> Compito assegnato A: Stabilisca se ciascuna delle seguenti affermazioni concorda con il testo sui talent show, rispondendo sì o no e citando alla lettera le parole decisive: (i) chi scrive dichiara di guardare circa quattro ore di televisione al giorno; (ii) nei talent show i concorrenti ammettono spesso che un avversario ha meritato più di loro; (iii) il testo attribuisce con certezza la colpa agli autori del programma.

Mi definisco un teledipendente critico.
Guardo molta televisione (diciamo 4 ore al giorno?) e mi capita di guardare di tutto.
A volte mi soffermo per contemplare con disgusto quello che vedono i miei occhi, e magari sto sintonizzato per mezz'ora per vedere se al peggio c'è mai fine.
A volte mi ritrovo su qualche talent show.
Ci sono ragazzi che cantano e ballano e tutti dicono di meritarsi il passaggio al turno successivo, alla puntata seguente... piangono, si disperano, ringraziano.
Tutti hanno fiducia illimitata nei propri mezzi, dicono di venire da situazioni disagiate.

Dicono di aver fatto sacrifici enormi (?) e quindi (per qualche cazzo di proprietà transitiva o forse per la legge del contrappasso) si dichiarono meritevoli di qualche benedizione.

Mai una volta che uno dica: "Sono andato male, giusto che vinca Ermenegildo e vada avanti lui"
Mai una volta che qualcuno si azzardi a dire"E' più bravo di me, io devo ancora crescere."
C'è strafottenza e bastardaggine nei loro occhi e nei loro commenti a caldo.
Sbagli la performance? due lacrimucce e forse il televoto si impietosisce.
Forse non è neppure colpa di quei poveri ragazzi.
Il presunto insegnante che urla "Ci devi credere!! non sei secondo a nessuno! devi credere in te!" per alimentare la competizione è qualcosa di più di un volgare marchettaro.
Forse non c'entra neppure lui.
Forse sono gli autori che aizzano...
Forse non c'entrano neppure loro...
Forse è il format del programma che prevede che....

Oh cazzo.
Stai a vedere che è la televisione.

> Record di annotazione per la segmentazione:
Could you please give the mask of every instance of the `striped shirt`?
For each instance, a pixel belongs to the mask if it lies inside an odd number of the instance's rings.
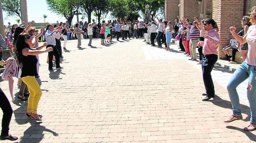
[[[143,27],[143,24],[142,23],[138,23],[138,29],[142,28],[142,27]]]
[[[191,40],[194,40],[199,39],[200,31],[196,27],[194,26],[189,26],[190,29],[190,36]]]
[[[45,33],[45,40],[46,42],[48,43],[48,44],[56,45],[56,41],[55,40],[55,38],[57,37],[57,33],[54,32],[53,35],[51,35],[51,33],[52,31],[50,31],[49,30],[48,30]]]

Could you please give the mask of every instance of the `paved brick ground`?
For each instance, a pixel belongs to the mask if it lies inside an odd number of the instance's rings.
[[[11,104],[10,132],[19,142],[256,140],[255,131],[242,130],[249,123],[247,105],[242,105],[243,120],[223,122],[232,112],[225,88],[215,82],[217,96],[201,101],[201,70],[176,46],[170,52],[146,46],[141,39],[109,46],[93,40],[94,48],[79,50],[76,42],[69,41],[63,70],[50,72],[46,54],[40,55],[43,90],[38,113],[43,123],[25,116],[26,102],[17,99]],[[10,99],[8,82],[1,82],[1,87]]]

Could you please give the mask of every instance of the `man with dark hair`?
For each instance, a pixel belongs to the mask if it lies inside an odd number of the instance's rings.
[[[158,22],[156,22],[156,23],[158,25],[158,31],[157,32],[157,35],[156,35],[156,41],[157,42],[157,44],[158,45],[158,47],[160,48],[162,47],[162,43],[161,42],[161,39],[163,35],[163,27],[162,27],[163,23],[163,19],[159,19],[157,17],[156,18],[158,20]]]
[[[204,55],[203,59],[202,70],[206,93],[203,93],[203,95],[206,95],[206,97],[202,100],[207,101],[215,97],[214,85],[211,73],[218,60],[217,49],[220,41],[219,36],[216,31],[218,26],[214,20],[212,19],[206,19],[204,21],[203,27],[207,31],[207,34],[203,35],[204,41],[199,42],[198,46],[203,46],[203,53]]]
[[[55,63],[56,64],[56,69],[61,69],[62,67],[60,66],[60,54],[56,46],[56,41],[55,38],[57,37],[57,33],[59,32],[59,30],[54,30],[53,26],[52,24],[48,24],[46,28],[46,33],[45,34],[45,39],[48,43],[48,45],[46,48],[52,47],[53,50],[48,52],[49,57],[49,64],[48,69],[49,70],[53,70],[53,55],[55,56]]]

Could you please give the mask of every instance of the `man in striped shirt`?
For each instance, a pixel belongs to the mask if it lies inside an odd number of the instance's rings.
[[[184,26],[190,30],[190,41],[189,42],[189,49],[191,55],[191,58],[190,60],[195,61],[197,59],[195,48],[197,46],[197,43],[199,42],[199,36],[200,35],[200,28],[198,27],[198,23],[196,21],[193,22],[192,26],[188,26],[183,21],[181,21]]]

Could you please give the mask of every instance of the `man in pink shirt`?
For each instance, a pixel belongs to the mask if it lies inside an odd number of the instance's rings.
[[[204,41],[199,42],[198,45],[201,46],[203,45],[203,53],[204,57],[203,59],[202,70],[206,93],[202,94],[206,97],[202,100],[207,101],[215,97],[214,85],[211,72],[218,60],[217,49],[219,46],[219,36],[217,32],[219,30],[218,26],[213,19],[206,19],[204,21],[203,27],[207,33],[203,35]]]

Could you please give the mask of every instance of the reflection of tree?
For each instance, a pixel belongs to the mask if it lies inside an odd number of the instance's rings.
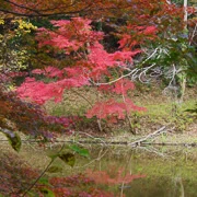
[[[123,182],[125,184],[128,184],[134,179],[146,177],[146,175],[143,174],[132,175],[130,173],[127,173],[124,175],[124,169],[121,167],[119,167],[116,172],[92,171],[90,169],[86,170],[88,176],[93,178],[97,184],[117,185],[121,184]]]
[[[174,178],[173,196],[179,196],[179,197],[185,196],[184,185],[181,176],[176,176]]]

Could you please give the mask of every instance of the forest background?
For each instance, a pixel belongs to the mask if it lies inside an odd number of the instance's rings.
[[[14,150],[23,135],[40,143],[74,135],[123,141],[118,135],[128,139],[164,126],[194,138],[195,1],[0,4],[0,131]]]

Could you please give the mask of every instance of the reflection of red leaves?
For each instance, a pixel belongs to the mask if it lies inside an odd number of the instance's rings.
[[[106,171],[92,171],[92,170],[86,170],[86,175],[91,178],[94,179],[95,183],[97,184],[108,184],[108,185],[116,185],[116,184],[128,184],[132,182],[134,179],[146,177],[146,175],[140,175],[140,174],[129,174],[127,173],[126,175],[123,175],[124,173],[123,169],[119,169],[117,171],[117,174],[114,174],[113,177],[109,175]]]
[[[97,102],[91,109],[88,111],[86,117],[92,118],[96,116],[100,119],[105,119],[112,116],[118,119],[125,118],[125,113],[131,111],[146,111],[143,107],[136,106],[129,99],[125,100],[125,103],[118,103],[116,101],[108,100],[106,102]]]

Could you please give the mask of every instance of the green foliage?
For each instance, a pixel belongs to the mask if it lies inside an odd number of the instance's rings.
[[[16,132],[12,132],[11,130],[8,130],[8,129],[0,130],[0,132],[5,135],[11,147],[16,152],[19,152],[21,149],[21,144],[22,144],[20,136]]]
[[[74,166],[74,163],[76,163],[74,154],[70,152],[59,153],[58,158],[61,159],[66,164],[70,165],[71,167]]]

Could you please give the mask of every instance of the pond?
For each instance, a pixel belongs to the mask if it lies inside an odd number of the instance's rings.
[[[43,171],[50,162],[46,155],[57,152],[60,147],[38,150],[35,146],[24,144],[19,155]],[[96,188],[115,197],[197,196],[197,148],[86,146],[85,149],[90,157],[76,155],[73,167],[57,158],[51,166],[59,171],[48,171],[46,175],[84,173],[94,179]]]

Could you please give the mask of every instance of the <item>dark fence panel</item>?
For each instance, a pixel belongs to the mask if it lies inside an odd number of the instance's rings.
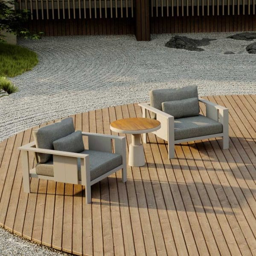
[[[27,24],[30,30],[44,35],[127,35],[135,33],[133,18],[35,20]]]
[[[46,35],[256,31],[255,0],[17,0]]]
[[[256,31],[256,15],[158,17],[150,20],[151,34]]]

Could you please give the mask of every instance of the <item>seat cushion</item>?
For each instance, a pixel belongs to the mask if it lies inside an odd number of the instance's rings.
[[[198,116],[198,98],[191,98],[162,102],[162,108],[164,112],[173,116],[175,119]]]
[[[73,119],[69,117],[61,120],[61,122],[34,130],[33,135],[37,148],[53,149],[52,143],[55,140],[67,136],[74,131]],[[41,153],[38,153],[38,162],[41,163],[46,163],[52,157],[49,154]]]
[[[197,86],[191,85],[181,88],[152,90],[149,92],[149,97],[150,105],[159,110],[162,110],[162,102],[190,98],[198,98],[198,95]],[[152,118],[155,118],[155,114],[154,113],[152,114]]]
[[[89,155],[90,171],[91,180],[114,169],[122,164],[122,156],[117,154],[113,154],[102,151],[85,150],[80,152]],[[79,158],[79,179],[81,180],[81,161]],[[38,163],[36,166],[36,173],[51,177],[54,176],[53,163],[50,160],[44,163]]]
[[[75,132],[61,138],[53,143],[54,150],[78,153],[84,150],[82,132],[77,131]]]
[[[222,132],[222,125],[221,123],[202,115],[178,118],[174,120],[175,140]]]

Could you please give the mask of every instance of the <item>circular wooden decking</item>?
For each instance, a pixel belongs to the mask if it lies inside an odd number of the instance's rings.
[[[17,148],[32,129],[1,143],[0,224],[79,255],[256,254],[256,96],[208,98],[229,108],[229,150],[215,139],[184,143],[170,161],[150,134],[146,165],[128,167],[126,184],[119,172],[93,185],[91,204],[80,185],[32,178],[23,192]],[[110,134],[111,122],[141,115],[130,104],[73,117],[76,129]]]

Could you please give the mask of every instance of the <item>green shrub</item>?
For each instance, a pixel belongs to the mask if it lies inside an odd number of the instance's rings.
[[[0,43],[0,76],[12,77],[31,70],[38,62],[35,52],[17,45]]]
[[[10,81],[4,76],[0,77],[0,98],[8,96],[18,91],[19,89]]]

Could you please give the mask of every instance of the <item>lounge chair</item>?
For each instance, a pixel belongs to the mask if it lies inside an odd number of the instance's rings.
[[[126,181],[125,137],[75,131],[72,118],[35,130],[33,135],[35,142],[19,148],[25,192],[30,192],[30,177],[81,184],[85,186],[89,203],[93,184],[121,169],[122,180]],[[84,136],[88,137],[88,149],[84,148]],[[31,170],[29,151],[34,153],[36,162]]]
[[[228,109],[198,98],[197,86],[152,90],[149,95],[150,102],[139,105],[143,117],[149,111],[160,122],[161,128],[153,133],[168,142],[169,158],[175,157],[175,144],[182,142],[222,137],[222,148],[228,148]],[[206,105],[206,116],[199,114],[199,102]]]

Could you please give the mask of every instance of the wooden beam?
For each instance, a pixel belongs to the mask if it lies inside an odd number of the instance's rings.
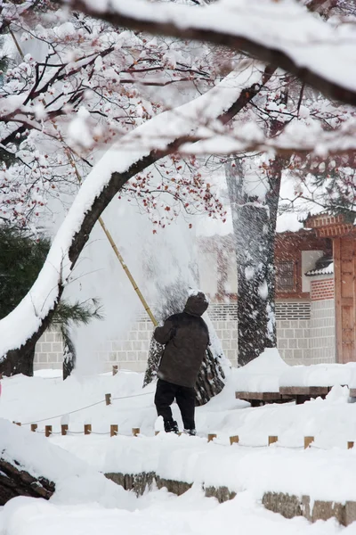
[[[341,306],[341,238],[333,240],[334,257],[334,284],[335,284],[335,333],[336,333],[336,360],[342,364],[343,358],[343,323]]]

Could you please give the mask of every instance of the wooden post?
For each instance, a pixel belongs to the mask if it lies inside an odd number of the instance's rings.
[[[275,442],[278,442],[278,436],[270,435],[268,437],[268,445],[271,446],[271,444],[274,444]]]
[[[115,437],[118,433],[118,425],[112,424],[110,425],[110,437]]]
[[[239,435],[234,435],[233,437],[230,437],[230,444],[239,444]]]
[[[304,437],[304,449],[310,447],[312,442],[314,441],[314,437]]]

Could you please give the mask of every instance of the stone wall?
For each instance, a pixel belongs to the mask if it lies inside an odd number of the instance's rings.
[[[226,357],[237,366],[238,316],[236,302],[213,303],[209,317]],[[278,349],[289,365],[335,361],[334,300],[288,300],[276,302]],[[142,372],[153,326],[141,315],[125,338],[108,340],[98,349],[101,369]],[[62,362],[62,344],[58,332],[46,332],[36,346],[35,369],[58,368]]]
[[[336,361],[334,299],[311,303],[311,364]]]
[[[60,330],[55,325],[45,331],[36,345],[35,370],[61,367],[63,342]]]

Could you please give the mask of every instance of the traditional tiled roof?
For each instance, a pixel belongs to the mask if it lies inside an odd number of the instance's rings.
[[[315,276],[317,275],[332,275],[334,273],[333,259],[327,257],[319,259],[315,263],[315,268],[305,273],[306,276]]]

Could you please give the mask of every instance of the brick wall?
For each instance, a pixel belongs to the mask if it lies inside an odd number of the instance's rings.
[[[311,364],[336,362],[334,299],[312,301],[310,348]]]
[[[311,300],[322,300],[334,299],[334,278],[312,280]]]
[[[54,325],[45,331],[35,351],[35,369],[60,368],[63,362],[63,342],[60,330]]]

> Compito assegnato B: Modifichi i record dalla riga che contiene "the wooden beam?" fino alla fine dei record, sostituendo "wooden post" con "timber post" e lasciando invariato tutto il resto. Riporti soltanto queste righe, omettendo le immagini.

> Risultato A:
(i) Sì: «Guardo molta televisione (diciamo 4 ore al giorno?)».
(ii) No: «Mai una volta che uno dica: "Sono andato male, giusto che vinca Ermenegildo e vada avanti lui"».
(iii) No: «Forse non c'entrano neppure loro...».

> Risultato B:
Could you please give the mask of every instance of the wooden beam?
For each instance, a pixel belongs to the mask if it lies inside an odd number of the instance's rings.
[[[341,306],[341,238],[333,240],[334,257],[334,284],[335,284],[335,333],[336,333],[336,360],[342,364],[343,358],[343,323]]]

Could you please give the mask of every instance of the timber post?
For each instance, a pixel belongs to the mask if it lies inside an odd number of the instance's rings.
[[[275,442],[278,442],[278,436],[270,435],[268,437],[268,445],[271,446],[271,444],[274,444]]]
[[[115,437],[118,433],[118,425],[112,424],[110,425],[110,437]]]
[[[239,435],[234,435],[233,437],[230,437],[230,444],[239,444]]]
[[[304,437],[304,449],[310,447],[312,442],[314,441],[314,437]]]

Could you please give the mask of every instance of the stone wall?
For each instance, a pixel belongs to the mask if it lies inside an odd number of the instance's rings.
[[[226,357],[237,366],[238,316],[236,302],[213,303],[209,317]],[[278,349],[289,365],[335,361],[334,300],[288,300],[276,302]],[[142,372],[153,326],[141,315],[125,338],[108,340],[98,349],[101,369]],[[62,362],[62,344],[58,332],[46,332],[36,346],[35,369],[58,368]]]
[[[336,361],[334,299],[311,303],[311,364]]]
[[[60,330],[55,325],[45,331],[36,345],[35,370],[61,367],[63,342]]]

Could you please give the mask of every instance of the traditional tiled roof?
For each instance, a pixel belongs to the mask if it lies inside an odd number of the instance's rings.
[[[315,276],[317,275],[332,275],[334,273],[333,259],[327,257],[319,259],[315,263],[315,268],[305,273],[306,276]]]

Could you please give the mask of every instance of the brick wall?
For each instance, a pixel belongs to the mask if it lies inside an odd number of the instance's rings.
[[[311,364],[336,362],[334,299],[312,301],[310,348]]]
[[[311,300],[322,300],[334,299],[334,278],[312,280]]]
[[[54,325],[45,331],[35,351],[35,369],[60,368],[63,362],[63,342],[60,330]]]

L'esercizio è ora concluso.